THE TASK =
From the Fourth of July safety text, copy the passage from "July 3, 2013" to "cause of fire." word for word.

STUDY TEXT =
Erie Insurance Shares Common Outdoor Fourth of July Hazards

July 3, 2013

According to the National Retail Federation’s 2013 Independence Day survey, seven in 10 Americans who plan to celebrate the 4th of July this year will attend a barbecue, cookout or picnic. That amounts to 164 million people, a record number in that category.

To help people stay safe at parties this holiday weekend and all throughout the summer, Erie Insurance shares common outdoor party mishaps and simple ways to avoid them.

Leave fireworks to the professionals. 9,600 fireworks-related injuries were treated in U.S. hospital emergency rooms in 2011, according to the most recent data published by the National Fire Protection Association. An estimated 17,800 fires were started by fireworks that year, causing $32 million in property damage. NFPA’s data also show that fireworks cause two out of five reported fires on a typical Independence Day, more than any other cause of fire.

Erie Insurance has seen both personal injury and property damage claims caused by fireworks, including one in which a customer was shooting off fireworks in their yard and the sparks landed on a neighbor’s house, catching it on fire.

(Referring-expression pointing data)
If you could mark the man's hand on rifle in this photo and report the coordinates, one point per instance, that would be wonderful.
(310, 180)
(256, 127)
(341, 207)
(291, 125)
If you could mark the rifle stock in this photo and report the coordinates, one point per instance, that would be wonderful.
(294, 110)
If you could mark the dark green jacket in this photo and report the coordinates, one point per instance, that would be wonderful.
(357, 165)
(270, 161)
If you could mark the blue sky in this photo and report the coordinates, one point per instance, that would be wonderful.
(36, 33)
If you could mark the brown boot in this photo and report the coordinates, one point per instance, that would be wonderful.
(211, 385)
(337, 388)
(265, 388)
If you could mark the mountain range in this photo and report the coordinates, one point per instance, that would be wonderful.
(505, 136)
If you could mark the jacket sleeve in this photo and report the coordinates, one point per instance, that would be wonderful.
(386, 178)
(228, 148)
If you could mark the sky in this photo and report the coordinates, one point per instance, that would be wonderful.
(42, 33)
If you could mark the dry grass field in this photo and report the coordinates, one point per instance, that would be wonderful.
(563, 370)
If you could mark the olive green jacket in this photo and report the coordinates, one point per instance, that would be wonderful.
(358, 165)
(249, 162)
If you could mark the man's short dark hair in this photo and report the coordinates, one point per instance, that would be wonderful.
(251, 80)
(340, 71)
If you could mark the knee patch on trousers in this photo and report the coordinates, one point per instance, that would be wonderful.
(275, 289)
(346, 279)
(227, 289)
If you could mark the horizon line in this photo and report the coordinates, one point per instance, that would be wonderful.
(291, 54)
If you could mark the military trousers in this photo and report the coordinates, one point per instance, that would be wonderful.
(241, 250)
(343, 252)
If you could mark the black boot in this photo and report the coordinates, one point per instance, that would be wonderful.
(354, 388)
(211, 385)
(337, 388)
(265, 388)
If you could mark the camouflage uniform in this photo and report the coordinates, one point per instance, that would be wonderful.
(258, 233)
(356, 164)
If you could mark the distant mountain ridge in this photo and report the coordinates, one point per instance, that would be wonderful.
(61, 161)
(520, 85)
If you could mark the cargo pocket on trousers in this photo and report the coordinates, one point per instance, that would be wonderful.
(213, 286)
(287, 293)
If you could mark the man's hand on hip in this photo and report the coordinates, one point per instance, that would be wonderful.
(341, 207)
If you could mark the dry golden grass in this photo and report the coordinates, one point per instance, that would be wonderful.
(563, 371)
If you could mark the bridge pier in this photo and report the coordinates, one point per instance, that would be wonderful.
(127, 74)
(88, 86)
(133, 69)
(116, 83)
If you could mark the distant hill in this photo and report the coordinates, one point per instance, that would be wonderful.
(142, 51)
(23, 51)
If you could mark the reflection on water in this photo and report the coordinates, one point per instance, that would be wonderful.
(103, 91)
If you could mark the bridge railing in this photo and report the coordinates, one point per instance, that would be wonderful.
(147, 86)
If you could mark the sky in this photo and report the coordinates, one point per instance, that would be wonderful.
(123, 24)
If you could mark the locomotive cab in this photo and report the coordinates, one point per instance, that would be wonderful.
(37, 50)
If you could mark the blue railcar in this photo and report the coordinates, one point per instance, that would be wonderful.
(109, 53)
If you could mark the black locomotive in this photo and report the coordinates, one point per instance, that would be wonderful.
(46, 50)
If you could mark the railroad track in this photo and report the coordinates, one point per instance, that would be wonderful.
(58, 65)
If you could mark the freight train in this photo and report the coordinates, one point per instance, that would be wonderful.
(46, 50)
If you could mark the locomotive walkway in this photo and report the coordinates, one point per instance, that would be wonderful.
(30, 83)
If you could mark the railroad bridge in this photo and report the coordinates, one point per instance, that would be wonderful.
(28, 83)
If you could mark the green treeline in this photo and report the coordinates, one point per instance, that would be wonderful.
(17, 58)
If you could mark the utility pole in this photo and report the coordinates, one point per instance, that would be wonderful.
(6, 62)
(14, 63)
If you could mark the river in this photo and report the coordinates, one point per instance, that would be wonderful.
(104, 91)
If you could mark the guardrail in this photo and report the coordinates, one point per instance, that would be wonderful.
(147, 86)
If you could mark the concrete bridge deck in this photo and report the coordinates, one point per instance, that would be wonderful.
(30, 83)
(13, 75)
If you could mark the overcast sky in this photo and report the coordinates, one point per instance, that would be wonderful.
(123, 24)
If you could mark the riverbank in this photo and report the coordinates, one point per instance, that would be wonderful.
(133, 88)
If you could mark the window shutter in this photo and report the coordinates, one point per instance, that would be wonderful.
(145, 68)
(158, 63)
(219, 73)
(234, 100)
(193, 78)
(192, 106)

ANSWER TO THE EXERCISE =
July 3, 2013

According to the National Retail Federation’s 2013 Independence Day survey, seven in 10 Americans who plan to celebrate the 4th of July this year will attend a barbecue, cookout or picnic. That amounts to 164 million people, a record number in that category.

To help people stay safe at parties this holiday weekend and all throughout the summer, Erie Insurance shares common outdoor party mishaps and simple ways to avoid them.

Leave fireworks to the professionals. 9,600 fireworks-related injuries were treated in U.S. hospital emergency rooms in 2011, according to the most recent data published by the National Fire Protection Association. An estimated 17,800 fires were started by fireworks that year, causing $32 million in property damage. NFPA’s data also show that fireworks cause two out of five reported fires on a typical Independence Day, more than any other cause of fire.